Convert every line below into a Markdown table with the columns "Row" and "Line text". Number the rows in order and skip any blank lines.

**Data lines**
.....
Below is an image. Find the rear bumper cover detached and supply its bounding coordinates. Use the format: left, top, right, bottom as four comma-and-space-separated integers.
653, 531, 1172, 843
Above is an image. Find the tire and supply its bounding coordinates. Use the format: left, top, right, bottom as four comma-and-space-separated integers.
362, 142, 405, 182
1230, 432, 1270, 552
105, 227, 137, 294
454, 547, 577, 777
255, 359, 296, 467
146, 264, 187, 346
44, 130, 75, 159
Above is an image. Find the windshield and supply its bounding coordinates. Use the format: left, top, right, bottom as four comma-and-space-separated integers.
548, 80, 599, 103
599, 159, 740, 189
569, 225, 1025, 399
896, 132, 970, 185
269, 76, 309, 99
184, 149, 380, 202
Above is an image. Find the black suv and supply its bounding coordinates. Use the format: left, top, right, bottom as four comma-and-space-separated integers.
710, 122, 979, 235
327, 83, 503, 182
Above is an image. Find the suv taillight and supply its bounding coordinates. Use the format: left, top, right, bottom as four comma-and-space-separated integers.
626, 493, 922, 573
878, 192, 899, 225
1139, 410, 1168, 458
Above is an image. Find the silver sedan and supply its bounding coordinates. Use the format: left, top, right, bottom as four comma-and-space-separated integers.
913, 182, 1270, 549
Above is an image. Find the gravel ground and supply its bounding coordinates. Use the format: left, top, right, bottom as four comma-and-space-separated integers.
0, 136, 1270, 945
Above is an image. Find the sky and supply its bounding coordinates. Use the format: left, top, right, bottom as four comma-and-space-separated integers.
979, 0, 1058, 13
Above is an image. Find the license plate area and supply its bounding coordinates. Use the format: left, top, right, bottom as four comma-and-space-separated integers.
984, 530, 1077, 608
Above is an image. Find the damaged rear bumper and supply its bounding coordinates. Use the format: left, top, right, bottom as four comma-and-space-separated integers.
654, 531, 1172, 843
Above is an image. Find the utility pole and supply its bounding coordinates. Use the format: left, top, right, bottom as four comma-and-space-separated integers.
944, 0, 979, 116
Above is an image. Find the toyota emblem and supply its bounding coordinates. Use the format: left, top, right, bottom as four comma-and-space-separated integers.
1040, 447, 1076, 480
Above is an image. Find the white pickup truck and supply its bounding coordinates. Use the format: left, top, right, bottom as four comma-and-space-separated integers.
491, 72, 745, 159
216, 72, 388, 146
.....
**Right answer**
| Row | Line text |
|---|---|
| 1 | Below is an image. Find the rear bumper cover detached and supply its bounding coordinates. Use the format: left, top, right, bottom as four comma-and-space-separated integers. |
| 2 | 653, 531, 1172, 843 |
| 3 | Above is an image. Find the tire and supply its bounding coordinates. Use the format: left, top, right, bottom as four comma-and-space-separated integers. |
| 4 | 362, 142, 405, 182 |
| 5 | 1230, 432, 1270, 552 |
| 6 | 105, 227, 137, 294 |
| 7 | 454, 547, 577, 777 |
| 8 | 255, 359, 296, 467 |
| 9 | 146, 264, 187, 346 |
| 10 | 44, 130, 75, 159 |
| 11 | Above is an image. Find the windshield and supply its bounding coordinates. Use the format: left, top, right, bottom as four comma-and-space-separated integers. |
| 12 | 548, 80, 599, 103 |
| 13 | 599, 159, 740, 189 |
| 14 | 569, 225, 1025, 399 |
| 15 | 896, 132, 970, 185 |
| 16 | 269, 76, 309, 99 |
| 17 | 184, 149, 380, 202 |
| 18 | Above is an image. Find the black suv and supply its bounding coordinates. Use the format: left, top, right, bottom as four comma-and-space-separated integers. |
| 19 | 710, 122, 979, 235 |
| 20 | 327, 83, 503, 182 |
| 21 | Above is an image. Find the suv taillight and supply its bounding coordinates. Use the format: left, top, right, bottom as four comma-and-space-separated integers. |
| 22 | 626, 493, 922, 573 |
| 23 | 878, 192, 899, 225 |
| 24 | 1139, 410, 1168, 458 |
| 25 | Above is an image. Find the silver sedan and supply its bounding coordinates. Use the format: left, top, right, bottom as four comma-and-space-separated integers. |
| 26 | 913, 182, 1270, 549 |
| 27 | Above is an image. Find the gravel ground and supply its bounding coordinates. Use the format: left, top, right, bottom as four comma-and-space-separated integers. |
| 28 | 0, 136, 1270, 945 |
| 29 | Above is an image. Find the sky and supply its bounding coordinates. Use the format: left, top, right, bottom as four comma-and-space-separated integers. |
| 30 | 979, 0, 1058, 13 |
| 31 | Above is an image. Find the license plate area and supply its bounding coordinates. Use the format: left, top, right, bottom as four comma-and-space-separated integers. |
| 32 | 984, 530, 1077, 608 |
| 33 | Above is an image. Find the damaged rear bumper and supply its bounding coordinates. Use the format: left, top, right, bottom as four comma-and-space-separated integers. |
| 34 | 654, 531, 1172, 843 |
| 35 | Above is an image. Find the utility pole and supply its bounding coordinates. Use the format: left, top, right, bottom as four comma-and-space-separated integers. |
| 36 | 944, 0, 979, 116 |
| 37 | Above is an image. Find the toyota emblem and supply its bounding coordinates. Use the format: left, top, right, bottom as four comma-and-space-separated integers. |
| 38 | 1040, 447, 1076, 480 |
| 39 | Above is an image. Find the white pickup truck and supply its bounding coordinates. Use the format: left, top, right, bottom as four comma-and-space-separated integers. |
| 40 | 491, 72, 745, 159 |
| 41 | 216, 72, 388, 146 |